§ **EXERCISE INSTRUCTIONS**: Please find each line in the rows below that contains the word "haze" and copy it out. Case counts, so a line matches only if the capitalization matches.
-*-
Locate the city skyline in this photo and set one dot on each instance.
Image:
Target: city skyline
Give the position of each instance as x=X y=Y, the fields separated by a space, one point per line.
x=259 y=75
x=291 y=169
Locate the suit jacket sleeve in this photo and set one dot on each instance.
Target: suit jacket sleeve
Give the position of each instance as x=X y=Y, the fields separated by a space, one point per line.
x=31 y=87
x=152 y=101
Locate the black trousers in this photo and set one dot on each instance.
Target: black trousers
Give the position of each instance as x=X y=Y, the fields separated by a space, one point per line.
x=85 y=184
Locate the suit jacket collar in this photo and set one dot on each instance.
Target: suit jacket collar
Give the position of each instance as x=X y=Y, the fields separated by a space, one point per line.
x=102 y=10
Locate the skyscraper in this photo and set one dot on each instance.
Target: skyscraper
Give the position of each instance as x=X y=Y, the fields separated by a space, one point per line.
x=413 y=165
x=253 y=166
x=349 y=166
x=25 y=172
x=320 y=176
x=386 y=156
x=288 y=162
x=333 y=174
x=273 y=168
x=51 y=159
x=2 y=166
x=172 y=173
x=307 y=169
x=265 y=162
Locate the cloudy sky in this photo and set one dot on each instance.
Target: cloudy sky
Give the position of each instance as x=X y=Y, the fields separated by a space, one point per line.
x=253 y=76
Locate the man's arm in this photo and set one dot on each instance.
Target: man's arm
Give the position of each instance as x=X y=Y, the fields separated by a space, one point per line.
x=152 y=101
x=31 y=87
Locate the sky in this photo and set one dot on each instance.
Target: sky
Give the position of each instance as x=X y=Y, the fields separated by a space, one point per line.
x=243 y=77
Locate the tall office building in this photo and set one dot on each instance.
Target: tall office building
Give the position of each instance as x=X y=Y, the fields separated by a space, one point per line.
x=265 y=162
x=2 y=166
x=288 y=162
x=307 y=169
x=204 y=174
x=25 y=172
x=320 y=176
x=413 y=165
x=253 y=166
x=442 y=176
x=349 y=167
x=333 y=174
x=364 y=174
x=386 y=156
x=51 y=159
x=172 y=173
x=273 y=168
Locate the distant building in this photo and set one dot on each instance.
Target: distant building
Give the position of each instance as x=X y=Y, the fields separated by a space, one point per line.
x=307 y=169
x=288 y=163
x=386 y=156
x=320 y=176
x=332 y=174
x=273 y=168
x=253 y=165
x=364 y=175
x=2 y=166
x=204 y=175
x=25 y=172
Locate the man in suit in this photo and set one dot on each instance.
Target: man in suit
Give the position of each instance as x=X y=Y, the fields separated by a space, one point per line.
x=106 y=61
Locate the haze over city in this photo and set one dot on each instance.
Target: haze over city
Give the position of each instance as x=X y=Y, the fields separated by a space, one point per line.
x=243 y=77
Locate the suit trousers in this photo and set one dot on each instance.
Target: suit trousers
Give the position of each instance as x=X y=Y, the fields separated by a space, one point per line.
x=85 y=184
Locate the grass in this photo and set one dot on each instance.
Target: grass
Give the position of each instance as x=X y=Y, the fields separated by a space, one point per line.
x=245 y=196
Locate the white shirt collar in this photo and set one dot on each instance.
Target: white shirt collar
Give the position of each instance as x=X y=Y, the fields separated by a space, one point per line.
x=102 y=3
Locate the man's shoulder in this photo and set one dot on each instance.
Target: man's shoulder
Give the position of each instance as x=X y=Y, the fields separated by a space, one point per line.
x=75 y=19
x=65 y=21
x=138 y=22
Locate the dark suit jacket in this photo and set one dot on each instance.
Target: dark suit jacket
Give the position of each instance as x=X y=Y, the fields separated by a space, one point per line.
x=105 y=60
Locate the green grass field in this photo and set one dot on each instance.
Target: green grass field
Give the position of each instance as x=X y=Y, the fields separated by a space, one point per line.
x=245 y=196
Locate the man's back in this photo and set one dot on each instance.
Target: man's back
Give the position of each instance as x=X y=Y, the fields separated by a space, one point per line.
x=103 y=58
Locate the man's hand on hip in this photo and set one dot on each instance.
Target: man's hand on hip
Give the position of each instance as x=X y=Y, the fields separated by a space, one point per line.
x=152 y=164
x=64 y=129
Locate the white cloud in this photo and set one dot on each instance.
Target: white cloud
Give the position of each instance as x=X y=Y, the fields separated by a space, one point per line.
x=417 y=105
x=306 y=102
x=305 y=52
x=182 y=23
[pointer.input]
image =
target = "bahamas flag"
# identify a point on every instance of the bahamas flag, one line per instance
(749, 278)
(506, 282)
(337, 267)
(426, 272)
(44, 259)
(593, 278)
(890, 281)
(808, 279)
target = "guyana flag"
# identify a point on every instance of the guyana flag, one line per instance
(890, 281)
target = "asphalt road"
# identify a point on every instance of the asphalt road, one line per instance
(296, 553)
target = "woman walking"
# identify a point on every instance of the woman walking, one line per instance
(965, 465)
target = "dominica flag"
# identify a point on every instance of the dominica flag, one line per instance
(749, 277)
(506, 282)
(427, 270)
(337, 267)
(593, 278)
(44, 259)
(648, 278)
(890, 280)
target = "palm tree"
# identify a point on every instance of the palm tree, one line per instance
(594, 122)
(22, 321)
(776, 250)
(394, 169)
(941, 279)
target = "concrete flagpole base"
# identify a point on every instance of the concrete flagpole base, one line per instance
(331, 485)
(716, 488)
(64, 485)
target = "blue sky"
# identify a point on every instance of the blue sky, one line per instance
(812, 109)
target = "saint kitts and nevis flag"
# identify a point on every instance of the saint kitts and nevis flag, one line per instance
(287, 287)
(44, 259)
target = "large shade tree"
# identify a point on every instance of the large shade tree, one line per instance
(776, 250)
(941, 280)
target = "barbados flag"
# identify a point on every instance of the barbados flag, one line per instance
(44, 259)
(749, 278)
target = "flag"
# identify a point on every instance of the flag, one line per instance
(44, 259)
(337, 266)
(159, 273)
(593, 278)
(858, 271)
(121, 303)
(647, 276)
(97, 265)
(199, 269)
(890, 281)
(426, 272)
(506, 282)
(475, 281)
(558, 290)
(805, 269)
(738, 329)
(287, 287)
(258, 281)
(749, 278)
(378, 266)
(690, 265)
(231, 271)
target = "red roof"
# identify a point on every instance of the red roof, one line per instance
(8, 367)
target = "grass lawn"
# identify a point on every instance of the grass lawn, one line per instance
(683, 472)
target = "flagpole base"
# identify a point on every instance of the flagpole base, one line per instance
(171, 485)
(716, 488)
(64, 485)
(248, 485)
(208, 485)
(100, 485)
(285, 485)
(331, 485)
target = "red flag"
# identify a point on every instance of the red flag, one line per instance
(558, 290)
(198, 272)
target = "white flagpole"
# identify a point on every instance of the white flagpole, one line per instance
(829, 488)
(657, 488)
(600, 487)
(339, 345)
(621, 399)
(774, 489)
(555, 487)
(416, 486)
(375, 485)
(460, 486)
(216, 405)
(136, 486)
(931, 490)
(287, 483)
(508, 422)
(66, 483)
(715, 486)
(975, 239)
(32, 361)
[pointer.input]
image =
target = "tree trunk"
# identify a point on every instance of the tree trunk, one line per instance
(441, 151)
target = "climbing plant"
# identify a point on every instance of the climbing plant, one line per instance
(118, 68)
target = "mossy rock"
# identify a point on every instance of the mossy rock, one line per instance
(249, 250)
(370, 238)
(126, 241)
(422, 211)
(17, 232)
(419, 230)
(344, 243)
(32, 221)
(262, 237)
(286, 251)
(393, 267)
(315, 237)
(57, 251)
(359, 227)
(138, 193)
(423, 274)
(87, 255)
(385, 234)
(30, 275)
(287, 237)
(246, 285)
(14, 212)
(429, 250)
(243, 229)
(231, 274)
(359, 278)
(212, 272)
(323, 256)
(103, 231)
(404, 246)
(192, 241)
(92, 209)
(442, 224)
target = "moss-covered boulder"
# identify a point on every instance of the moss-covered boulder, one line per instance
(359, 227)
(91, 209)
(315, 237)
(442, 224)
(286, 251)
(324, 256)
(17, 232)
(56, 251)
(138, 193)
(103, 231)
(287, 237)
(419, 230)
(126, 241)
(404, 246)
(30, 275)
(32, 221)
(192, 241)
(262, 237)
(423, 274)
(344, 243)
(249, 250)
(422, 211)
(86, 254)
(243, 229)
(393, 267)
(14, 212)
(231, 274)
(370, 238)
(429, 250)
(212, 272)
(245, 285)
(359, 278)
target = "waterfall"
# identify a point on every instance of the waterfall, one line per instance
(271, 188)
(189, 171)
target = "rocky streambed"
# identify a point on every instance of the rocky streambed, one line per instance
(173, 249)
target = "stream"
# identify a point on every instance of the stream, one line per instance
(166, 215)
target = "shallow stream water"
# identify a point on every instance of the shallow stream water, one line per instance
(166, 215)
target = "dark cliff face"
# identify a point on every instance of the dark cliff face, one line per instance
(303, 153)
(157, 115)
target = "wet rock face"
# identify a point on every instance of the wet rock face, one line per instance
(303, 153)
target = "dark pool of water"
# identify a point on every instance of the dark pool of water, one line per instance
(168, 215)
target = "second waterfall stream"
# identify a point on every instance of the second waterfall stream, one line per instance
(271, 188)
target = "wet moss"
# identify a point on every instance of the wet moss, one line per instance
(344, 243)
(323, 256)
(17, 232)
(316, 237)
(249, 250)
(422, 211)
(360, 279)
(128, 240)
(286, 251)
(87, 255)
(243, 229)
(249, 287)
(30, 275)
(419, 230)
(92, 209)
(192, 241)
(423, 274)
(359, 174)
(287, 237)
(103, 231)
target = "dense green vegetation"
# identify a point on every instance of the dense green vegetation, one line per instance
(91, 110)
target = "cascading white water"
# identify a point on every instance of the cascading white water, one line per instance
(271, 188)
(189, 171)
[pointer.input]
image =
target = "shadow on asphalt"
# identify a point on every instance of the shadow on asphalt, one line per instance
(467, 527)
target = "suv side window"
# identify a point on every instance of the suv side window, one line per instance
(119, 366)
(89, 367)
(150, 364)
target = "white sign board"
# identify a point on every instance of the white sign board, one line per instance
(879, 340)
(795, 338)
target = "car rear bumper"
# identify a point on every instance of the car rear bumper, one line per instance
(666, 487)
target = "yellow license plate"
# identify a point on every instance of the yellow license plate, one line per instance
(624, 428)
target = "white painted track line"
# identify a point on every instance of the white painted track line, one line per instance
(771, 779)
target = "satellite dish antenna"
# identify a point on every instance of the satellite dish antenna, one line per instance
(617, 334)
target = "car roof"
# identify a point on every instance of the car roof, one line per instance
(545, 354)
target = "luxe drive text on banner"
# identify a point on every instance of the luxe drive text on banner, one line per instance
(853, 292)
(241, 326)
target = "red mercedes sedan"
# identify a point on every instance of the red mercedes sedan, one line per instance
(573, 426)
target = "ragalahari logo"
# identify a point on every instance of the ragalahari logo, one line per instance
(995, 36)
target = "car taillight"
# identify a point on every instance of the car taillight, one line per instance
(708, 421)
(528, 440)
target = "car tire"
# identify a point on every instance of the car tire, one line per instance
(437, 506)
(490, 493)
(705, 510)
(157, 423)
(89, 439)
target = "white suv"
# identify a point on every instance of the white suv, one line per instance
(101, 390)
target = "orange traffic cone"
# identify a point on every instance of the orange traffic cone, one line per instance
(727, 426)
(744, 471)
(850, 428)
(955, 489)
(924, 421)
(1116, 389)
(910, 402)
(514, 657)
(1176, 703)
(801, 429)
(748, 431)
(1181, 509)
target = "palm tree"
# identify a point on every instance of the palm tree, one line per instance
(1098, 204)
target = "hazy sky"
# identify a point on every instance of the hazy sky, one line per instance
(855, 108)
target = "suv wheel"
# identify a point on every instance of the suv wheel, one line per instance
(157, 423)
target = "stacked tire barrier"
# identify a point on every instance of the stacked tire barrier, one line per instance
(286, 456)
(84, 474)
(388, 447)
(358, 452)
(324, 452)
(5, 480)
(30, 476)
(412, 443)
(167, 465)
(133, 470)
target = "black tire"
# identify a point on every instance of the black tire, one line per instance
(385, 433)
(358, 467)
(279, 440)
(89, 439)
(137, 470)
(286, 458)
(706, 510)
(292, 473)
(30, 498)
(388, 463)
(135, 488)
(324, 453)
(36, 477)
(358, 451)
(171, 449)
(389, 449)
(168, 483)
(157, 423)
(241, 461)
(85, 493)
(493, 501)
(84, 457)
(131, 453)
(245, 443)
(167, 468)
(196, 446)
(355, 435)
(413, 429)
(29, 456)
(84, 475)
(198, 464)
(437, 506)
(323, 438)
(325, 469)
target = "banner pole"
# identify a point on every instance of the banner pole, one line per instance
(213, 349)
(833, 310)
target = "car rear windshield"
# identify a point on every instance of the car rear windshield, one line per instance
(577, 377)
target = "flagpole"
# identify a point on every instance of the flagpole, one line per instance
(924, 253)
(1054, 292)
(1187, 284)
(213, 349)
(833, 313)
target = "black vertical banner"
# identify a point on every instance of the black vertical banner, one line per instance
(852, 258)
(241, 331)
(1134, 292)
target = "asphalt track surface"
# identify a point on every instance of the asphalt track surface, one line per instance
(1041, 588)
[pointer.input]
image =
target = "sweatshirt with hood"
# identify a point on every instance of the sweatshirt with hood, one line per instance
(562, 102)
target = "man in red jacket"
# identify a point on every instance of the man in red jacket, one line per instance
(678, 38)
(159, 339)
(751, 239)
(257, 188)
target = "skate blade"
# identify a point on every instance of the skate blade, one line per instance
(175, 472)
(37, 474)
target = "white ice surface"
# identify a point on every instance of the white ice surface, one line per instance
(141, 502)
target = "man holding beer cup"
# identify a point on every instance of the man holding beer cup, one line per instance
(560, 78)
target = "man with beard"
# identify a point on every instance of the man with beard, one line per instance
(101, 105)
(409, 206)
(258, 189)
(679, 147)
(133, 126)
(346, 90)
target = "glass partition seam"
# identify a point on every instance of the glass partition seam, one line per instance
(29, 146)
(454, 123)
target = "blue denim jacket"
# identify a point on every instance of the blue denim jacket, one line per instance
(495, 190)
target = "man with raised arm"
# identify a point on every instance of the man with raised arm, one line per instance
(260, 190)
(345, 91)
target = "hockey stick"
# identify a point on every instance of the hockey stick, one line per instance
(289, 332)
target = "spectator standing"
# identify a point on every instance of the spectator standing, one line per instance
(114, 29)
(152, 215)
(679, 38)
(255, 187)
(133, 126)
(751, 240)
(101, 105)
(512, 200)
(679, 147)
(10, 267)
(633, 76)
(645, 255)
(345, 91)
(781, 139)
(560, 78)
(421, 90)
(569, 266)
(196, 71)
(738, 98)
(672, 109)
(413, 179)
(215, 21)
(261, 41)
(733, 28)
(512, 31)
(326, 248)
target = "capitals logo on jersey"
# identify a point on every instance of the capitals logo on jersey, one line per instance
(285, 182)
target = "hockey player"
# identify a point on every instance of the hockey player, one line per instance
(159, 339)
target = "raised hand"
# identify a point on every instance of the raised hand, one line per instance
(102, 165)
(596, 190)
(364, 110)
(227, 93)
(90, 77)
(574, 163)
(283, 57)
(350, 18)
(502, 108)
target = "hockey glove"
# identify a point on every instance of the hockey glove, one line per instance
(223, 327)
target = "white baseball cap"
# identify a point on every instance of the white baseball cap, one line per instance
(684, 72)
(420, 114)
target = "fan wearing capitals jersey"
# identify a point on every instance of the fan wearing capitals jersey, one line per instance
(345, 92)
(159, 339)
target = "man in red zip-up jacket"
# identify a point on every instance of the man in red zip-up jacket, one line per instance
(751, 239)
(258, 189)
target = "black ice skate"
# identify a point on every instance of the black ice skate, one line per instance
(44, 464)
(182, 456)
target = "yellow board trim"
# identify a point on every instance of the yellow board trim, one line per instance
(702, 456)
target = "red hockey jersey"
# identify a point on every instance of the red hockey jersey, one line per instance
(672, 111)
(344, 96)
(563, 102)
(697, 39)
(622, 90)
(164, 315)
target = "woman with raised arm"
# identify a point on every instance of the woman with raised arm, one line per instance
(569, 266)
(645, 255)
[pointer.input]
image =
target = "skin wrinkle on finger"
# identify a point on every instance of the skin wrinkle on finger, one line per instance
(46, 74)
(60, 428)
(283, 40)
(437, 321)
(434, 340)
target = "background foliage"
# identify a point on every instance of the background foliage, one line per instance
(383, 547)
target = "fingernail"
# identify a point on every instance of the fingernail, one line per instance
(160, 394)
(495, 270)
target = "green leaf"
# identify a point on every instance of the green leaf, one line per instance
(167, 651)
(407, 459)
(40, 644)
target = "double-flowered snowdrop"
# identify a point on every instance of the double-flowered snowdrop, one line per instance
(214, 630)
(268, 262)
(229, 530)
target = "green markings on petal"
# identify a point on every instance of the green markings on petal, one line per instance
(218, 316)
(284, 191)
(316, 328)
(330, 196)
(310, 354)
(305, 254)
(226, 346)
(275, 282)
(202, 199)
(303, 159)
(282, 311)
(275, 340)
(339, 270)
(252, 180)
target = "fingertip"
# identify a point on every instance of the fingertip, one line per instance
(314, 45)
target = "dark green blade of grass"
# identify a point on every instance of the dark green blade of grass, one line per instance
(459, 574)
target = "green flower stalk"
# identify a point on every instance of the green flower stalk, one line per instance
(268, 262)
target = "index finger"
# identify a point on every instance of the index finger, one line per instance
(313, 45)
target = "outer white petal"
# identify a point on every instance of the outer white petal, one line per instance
-*-
§ **TASK ANSWER**:
Locate the haze over city in this photo and set one dot on each instance.
Target: haze over city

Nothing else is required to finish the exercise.